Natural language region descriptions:
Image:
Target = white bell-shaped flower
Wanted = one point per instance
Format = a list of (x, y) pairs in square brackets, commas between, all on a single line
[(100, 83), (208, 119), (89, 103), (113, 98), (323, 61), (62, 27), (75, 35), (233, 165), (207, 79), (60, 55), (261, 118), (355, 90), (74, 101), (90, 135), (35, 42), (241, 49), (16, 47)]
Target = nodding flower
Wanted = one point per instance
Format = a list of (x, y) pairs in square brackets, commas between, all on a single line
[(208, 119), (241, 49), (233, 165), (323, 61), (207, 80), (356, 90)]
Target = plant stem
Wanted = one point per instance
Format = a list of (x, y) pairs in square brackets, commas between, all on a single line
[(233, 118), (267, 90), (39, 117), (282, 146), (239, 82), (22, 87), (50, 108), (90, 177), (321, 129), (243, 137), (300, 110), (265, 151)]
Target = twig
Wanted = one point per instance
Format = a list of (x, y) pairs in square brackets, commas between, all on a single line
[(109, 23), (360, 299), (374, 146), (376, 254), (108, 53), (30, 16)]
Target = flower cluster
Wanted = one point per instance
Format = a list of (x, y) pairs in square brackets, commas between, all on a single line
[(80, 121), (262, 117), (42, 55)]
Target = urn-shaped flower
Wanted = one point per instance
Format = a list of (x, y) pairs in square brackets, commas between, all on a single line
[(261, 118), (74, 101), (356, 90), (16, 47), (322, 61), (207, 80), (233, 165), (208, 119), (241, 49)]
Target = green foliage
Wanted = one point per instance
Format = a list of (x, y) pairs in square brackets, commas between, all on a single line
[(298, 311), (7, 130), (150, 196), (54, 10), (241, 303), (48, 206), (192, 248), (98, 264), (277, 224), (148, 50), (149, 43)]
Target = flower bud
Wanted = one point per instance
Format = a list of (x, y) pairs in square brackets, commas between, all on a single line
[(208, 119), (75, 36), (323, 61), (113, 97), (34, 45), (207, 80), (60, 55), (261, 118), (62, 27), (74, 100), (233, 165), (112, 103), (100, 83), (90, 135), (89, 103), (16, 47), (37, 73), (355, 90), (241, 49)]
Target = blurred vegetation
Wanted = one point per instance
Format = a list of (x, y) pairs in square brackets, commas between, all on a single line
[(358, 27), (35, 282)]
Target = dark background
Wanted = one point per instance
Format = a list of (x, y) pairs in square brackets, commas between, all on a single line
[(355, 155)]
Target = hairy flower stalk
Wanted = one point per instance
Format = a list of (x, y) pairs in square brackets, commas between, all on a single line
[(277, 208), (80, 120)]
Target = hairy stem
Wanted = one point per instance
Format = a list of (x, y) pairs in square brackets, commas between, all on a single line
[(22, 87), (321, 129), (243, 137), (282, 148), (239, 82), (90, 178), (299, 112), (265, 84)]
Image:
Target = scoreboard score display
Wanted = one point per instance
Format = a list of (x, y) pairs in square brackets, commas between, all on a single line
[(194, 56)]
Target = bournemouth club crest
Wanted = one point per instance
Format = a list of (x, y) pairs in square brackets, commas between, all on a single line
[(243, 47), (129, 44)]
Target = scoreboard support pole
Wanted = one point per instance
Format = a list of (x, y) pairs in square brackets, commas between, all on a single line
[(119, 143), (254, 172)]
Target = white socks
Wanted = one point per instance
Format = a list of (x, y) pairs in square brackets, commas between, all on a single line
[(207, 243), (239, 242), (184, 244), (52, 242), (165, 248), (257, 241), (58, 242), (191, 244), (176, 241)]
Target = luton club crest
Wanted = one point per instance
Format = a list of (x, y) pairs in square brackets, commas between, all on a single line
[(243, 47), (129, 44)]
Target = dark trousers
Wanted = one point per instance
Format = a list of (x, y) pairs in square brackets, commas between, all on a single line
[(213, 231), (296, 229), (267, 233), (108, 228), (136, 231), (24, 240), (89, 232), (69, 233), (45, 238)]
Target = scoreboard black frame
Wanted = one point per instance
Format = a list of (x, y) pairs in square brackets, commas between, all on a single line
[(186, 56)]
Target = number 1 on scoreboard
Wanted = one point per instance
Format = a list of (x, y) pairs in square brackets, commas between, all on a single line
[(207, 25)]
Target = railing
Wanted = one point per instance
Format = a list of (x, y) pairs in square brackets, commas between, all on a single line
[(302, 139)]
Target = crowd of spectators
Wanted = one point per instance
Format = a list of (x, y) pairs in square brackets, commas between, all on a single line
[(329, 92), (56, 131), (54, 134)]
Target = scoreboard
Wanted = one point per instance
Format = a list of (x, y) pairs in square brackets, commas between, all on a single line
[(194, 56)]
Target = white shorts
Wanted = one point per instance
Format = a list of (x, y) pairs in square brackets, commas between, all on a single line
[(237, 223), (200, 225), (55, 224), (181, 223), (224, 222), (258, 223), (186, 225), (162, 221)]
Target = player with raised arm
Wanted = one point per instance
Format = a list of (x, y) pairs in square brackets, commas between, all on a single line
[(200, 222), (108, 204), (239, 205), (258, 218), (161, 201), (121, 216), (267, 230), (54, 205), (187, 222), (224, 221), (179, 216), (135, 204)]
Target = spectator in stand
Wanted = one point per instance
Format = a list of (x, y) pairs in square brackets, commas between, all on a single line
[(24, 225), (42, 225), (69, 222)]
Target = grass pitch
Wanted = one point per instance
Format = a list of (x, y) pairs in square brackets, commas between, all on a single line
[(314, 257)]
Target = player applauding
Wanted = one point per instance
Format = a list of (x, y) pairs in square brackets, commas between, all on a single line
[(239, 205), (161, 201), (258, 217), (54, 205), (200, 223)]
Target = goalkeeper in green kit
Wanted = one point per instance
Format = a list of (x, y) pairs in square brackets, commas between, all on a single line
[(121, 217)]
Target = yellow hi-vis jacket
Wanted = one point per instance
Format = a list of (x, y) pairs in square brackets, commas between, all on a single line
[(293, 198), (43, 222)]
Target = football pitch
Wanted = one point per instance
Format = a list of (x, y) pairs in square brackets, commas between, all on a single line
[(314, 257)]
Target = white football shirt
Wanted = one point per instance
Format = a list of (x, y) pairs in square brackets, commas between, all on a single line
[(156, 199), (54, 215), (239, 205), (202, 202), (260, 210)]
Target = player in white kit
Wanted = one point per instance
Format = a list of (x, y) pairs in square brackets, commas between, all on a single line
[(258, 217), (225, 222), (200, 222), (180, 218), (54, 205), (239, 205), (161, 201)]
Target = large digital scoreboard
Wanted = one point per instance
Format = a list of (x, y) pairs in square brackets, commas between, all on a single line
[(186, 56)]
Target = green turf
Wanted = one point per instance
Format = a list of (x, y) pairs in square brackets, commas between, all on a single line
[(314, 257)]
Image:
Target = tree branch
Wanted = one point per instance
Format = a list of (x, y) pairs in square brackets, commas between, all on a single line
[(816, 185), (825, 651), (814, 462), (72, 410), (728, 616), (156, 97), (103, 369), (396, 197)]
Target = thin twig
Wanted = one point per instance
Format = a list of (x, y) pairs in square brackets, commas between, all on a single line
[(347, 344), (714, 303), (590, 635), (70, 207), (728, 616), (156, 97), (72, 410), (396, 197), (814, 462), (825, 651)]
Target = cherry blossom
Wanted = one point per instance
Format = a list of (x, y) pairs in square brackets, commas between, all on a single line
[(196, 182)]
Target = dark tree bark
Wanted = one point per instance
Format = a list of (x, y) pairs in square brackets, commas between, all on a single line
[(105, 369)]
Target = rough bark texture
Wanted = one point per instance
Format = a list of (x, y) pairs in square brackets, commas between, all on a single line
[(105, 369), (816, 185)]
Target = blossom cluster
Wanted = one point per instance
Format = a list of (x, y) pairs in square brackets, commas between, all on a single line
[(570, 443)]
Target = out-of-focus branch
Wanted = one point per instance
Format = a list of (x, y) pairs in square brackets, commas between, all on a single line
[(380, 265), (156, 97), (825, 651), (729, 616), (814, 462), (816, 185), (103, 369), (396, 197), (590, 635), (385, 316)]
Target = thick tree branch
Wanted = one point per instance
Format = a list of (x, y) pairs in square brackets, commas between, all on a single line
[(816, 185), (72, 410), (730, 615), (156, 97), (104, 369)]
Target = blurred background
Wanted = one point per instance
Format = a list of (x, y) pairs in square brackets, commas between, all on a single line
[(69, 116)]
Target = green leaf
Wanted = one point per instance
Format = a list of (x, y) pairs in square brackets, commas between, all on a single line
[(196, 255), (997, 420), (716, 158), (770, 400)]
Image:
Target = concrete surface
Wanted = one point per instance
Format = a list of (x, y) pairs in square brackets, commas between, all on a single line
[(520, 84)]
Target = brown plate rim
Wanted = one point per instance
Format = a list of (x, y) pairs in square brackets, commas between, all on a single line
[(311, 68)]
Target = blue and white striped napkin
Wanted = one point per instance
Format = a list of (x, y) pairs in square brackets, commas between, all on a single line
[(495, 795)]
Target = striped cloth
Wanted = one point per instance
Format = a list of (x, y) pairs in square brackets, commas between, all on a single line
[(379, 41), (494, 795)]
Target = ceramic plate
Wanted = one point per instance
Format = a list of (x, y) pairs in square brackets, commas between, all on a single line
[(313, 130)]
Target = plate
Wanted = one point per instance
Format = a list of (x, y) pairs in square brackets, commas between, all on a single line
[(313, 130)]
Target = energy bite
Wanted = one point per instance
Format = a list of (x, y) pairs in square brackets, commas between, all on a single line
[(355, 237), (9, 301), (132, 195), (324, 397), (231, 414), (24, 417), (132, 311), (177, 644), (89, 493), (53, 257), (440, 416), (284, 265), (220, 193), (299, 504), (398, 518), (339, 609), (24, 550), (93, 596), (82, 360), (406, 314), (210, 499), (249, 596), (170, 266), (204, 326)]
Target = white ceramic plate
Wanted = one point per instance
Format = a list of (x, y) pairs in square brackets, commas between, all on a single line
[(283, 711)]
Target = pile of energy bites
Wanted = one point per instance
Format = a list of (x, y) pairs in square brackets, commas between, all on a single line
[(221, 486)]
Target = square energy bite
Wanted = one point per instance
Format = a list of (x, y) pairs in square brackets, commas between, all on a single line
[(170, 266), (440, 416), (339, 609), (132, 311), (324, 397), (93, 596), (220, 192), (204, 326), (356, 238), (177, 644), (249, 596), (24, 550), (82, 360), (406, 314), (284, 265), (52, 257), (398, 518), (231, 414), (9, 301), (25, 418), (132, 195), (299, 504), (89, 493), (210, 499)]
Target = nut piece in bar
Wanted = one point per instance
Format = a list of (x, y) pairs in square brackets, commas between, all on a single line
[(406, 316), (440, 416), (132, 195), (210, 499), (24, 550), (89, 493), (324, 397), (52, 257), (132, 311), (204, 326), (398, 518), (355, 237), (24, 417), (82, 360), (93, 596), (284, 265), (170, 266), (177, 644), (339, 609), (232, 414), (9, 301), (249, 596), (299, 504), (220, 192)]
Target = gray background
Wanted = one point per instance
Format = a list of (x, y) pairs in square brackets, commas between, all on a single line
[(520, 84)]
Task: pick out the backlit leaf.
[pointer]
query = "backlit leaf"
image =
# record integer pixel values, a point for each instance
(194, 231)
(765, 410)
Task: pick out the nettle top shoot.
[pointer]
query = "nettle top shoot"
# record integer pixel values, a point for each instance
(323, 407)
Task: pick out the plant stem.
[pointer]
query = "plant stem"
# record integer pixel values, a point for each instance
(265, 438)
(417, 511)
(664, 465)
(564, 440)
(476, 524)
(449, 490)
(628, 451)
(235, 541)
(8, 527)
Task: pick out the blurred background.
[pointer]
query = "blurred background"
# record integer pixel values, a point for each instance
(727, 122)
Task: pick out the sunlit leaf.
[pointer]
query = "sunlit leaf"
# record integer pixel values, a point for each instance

Try it:
Wherever the string "hairy" appears in the records, copy the whole line.

Task answer:
Target = hairy flower stalk
Target = hairy stem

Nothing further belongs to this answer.